**** Materials provided ****

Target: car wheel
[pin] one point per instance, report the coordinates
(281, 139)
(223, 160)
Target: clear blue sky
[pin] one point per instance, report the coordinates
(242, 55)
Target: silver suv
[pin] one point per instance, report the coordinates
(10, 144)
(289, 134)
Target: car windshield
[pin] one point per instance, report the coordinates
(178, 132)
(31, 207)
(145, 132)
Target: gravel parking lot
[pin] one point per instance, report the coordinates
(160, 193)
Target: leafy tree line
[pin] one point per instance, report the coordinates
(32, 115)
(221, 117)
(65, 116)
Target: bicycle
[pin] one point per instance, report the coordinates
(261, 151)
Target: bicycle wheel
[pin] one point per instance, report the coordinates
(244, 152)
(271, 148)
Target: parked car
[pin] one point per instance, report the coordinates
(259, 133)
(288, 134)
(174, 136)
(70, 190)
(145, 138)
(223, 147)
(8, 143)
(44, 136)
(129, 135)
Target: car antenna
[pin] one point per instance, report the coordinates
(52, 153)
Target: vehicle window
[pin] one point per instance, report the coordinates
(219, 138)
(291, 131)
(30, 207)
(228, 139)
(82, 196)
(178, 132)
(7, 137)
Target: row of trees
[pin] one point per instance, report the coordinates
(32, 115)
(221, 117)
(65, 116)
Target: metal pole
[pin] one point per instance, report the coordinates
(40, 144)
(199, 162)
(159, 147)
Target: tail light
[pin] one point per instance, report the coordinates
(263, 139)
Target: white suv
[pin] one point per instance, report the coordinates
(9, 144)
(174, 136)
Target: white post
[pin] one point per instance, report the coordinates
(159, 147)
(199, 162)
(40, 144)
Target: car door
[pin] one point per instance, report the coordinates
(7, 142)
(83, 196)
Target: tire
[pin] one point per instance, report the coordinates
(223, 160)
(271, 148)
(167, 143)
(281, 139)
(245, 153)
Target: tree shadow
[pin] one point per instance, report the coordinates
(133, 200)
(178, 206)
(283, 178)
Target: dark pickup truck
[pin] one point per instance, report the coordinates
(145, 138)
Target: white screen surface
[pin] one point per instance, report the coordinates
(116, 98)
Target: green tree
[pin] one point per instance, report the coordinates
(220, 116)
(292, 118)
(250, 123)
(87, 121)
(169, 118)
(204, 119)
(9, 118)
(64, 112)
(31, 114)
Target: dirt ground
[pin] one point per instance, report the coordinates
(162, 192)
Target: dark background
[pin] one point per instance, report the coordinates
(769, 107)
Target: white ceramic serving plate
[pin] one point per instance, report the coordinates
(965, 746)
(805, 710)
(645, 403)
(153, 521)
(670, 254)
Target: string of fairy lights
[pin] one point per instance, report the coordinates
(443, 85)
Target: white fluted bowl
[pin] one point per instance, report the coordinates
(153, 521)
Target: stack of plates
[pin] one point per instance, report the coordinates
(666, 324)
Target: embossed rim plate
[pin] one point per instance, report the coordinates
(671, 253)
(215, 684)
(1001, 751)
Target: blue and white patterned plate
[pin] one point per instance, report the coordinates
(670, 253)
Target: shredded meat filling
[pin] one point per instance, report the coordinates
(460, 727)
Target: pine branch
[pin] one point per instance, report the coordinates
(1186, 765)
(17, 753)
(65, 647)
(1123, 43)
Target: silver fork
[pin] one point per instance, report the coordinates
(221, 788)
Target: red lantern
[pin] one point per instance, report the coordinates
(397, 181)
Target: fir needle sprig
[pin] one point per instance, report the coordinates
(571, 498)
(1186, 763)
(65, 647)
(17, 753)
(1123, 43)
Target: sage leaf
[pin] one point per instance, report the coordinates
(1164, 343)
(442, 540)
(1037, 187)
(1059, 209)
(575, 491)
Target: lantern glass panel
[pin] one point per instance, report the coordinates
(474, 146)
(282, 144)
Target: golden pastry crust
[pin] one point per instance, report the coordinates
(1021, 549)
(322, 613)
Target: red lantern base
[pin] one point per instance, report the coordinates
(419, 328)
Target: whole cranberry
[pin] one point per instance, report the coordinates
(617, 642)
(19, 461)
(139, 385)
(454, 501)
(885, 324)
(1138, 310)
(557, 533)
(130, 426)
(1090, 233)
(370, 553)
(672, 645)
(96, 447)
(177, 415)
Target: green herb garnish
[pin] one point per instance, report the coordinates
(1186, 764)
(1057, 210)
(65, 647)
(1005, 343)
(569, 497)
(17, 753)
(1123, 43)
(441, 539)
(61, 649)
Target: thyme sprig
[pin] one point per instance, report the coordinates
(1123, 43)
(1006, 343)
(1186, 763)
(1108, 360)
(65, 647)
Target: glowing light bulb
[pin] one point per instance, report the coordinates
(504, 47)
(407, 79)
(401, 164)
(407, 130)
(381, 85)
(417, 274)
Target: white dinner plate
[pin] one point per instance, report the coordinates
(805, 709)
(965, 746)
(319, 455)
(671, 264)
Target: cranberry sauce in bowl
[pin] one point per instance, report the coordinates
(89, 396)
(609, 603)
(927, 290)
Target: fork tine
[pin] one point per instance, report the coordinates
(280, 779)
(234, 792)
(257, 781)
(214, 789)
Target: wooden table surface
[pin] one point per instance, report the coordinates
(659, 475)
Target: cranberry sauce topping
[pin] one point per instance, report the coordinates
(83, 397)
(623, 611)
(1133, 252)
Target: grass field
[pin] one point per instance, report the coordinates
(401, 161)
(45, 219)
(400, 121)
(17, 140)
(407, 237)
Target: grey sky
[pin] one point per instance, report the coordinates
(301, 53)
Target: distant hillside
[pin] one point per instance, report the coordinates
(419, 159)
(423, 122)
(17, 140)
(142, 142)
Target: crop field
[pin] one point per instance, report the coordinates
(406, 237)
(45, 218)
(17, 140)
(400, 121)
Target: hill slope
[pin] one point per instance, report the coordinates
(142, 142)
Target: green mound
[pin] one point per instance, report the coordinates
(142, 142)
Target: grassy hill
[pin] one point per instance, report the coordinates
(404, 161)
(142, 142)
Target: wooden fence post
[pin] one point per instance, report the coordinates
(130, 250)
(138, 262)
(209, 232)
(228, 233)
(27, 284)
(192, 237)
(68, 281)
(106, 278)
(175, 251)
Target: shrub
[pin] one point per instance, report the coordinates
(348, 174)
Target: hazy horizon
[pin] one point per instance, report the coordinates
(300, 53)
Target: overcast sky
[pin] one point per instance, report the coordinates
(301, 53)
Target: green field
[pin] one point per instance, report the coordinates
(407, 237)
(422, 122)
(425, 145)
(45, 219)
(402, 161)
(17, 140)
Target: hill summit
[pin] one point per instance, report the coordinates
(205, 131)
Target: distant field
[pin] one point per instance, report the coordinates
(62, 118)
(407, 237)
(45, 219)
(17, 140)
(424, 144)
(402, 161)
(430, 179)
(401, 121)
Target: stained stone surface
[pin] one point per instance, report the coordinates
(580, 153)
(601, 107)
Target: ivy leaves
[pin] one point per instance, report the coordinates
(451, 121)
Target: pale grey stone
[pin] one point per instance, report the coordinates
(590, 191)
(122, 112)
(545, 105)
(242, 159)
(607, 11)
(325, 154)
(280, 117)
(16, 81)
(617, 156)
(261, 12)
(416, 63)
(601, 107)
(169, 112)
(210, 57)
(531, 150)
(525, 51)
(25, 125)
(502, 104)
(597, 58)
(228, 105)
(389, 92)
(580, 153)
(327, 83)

****

The records above should all be quoted exactly, please.

Target: car wheel
[pin] one point per instance, report the coordinates
(281, 139)
(223, 160)
Target: clear blue sky
[pin] one point per instance, report the coordinates
(242, 55)
Target: silver suv
[pin] one point per instance, report the coordinates
(10, 144)
(289, 134)
Target: car windshield
[pin] one point per instance, report the coordinates
(178, 132)
(31, 207)
(145, 132)
Target: gravel parking lot
[pin] one point per instance, report the coordinates
(160, 193)
Target: leafy tree line
[pin] one point per instance, report the coordinates
(32, 115)
(221, 117)
(65, 116)
Target: bicycle
[pin] one point per instance, report the coordinates
(261, 151)
Target: bicycle wheel
[pin] one point per instance, report the coordinates
(244, 152)
(271, 148)
Target: parked car
[pin] one point per instance, report the coordinates
(259, 133)
(288, 134)
(174, 136)
(70, 190)
(145, 138)
(223, 147)
(8, 143)
(44, 136)
(129, 135)
Target: car antenna
[pin] one point per instance, report the coordinates
(52, 153)
Target: vehicle window
[pin] one point per instance, report the coordinates
(219, 138)
(291, 131)
(30, 207)
(228, 139)
(82, 196)
(178, 132)
(7, 137)
Target: row of trees
[pin] one point per instance, report the coordinates
(32, 115)
(221, 117)
(65, 116)
Target: metal pole
[pin] one point per instance, report the coordinates
(40, 144)
(199, 162)
(159, 147)
Target: tail light
[pin] one point per instance, report the coordinates
(263, 139)
Target: white suv
[pin] one point per instance, report the coordinates
(9, 144)
(174, 136)
Target: white post
[pin] one point per instance, report the coordinates
(159, 147)
(199, 162)
(40, 144)
Target: car door
[pin] one point per instance, report the coordinates
(7, 142)
(83, 196)
Target: tire
[pin] one point per instance, report the coordinates
(223, 160)
(271, 148)
(167, 143)
(281, 139)
(245, 153)
Target: tree shadow
[pin] one point per instance, report the coordinates
(133, 200)
(178, 206)
(283, 178)
Target: dark pickup truck
[pin] one point per instance, report the coordinates
(145, 138)
Target: white screen surface
[pin] one point per instance, report the coordinates
(116, 98)
Target: green tree
[pin] one point per instance, report the coordinates
(220, 116)
(292, 118)
(250, 123)
(87, 121)
(169, 118)
(204, 119)
(9, 118)
(64, 112)
(31, 114)
Target: dirt ground
[pin] one point per instance, report the coordinates
(162, 192)
Target: dark background
[pin] one point per instance, report the coordinates
(769, 107)
Target: white ceramic serving plate
[pin] one point per instance, report the coordinates
(965, 746)
(805, 710)
(645, 403)
(153, 521)
(670, 254)
Target: string of fairy lights
[pin] one point per instance, report the coordinates
(443, 85)
Target: white fluted bowl
[pin] one point per instance, report the coordinates
(153, 521)
Target: stack of plates
[pin] one point per instance, report the coordinates
(666, 324)
Target: embossed rim plate
[pin] one point per instance, report the coordinates
(671, 253)
(215, 684)
(1001, 751)
Target: blue and white patterned plate
[pin] one point per instance, report the coordinates
(670, 253)
Target: shredded meat filling
[pin] one point per instance, report the coordinates
(460, 727)
Target: pine branch
[pin] one point per instance, report the coordinates
(1186, 765)
(17, 753)
(65, 647)
(1123, 43)
Target: silver fork
[pin] one point per instance, report the coordinates
(221, 788)
Target: red lantern
[pin] one point per instance, report the coordinates
(397, 181)
Target: fir needle sprig
[pin] one point per instance, report the coordinates
(571, 498)
(1186, 763)
(65, 647)
(17, 753)
(1123, 43)
Target: sage leaf
[pin] one point per instance, report the coordinates
(1164, 343)
(442, 540)
(1037, 187)
(1059, 209)
(575, 491)
Target: lantern glass panel
[pin] one point per instance, report the coordinates
(474, 146)
(282, 144)
Target: golden pastry crust
[pin] one point per instance, report the coordinates
(1021, 549)
(322, 613)
Target: red lantern base
[pin] one point per instance, report the coordinates
(419, 328)
Target: whole cranberry
[pin] one point per instance, report the coordinates
(617, 642)
(19, 461)
(139, 385)
(454, 501)
(885, 324)
(1138, 310)
(557, 533)
(130, 426)
(1090, 233)
(370, 553)
(672, 645)
(96, 447)
(177, 415)
Target: green herb garnish
[pin] one point per instance, report the coordinates
(1186, 764)
(1057, 210)
(65, 647)
(1005, 343)
(569, 497)
(17, 753)
(1123, 43)
(441, 539)
(61, 649)
Target: thyme sprig
[pin] one point per instance, report the coordinates
(1123, 43)
(1006, 343)
(1186, 763)
(1108, 360)
(65, 647)
Target: glowing light bulb
[pin] one point per instance, report the coordinates
(504, 47)
(407, 79)
(401, 164)
(407, 130)
(381, 85)
(417, 274)
Target: white dinner plate
[pin] one point per instance, report the coordinates
(805, 709)
(965, 746)
(319, 455)
(671, 264)
Target: cranberry sauce in bowl
[pin] one point per instance, report the coordinates
(89, 396)
(609, 603)
(927, 290)
Target: fork tine
[pin] one point per instance, report the coordinates
(280, 779)
(234, 792)
(257, 781)
(214, 789)
Target: wooden table surface
[pin] one point per instance, report the coordinates
(659, 475)
Target: cranberry sauce topping
[pin] one point per instance, report the coordinates
(83, 397)
(623, 611)
(1133, 252)
Target: grass field
[pin] one point per instance, report the coordinates
(401, 161)
(45, 219)
(400, 121)
(17, 140)
(407, 237)
Target: grey sky
[pin] one point per instance, report the coordinates
(301, 53)
Target: distant hillside
[pin] one point per instance, report the coordinates
(419, 159)
(423, 122)
(17, 140)
(142, 142)
Target: crop field
[pin] one point per instance, report the coordinates
(406, 237)
(45, 218)
(17, 140)
(400, 121)
Target: hill slope
[pin] one point per instance, report the coordinates
(142, 142)
Target: green mound
[pin] one point per instance, report the coordinates
(142, 142)
Target: grassy hill
[pin] one point per instance, report the coordinates
(404, 161)
(142, 142)
Target: wooden fence post
[pin] one point per instance, report the coordinates
(130, 250)
(138, 262)
(209, 232)
(228, 233)
(27, 284)
(192, 237)
(68, 281)
(106, 278)
(175, 251)
Target: shrub
[pin] one point per instance, report the coordinates
(348, 174)
Target: hazy horizon
[pin] one point per instance, report the coordinates
(300, 53)
Target: overcast sky
[pin] one point per instance, report the coordinates
(301, 53)
Target: green field
[pin] one point per instance, report the coordinates
(407, 237)
(422, 122)
(425, 145)
(45, 219)
(402, 161)
(17, 140)
Target: hill summit
[pin] one point per instance, report the coordinates
(205, 131)
Target: distant field
[pin] one point per instance, report the coordinates
(62, 118)
(407, 237)
(45, 219)
(17, 140)
(424, 144)
(402, 161)
(430, 179)
(401, 121)
Target: stained stone surface
[pin] one point per instance, report the coordinates
(580, 153)
(601, 107)
Target: ivy leaves
[pin] one point per instance, report the coordinates
(451, 121)
Target: pale grey stone
[pin] one point per instance, report the coordinates
(590, 191)
(122, 112)
(545, 105)
(242, 159)
(607, 11)
(325, 154)
(280, 117)
(16, 81)
(617, 156)
(261, 12)
(416, 63)
(601, 107)
(169, 112)
(210, 57)
(531, 150)
(525, 51)
(25, 125)
(502, 104)
(597, 58)
(228, 105)
(389, 92)
(580, 153)
(327, 83)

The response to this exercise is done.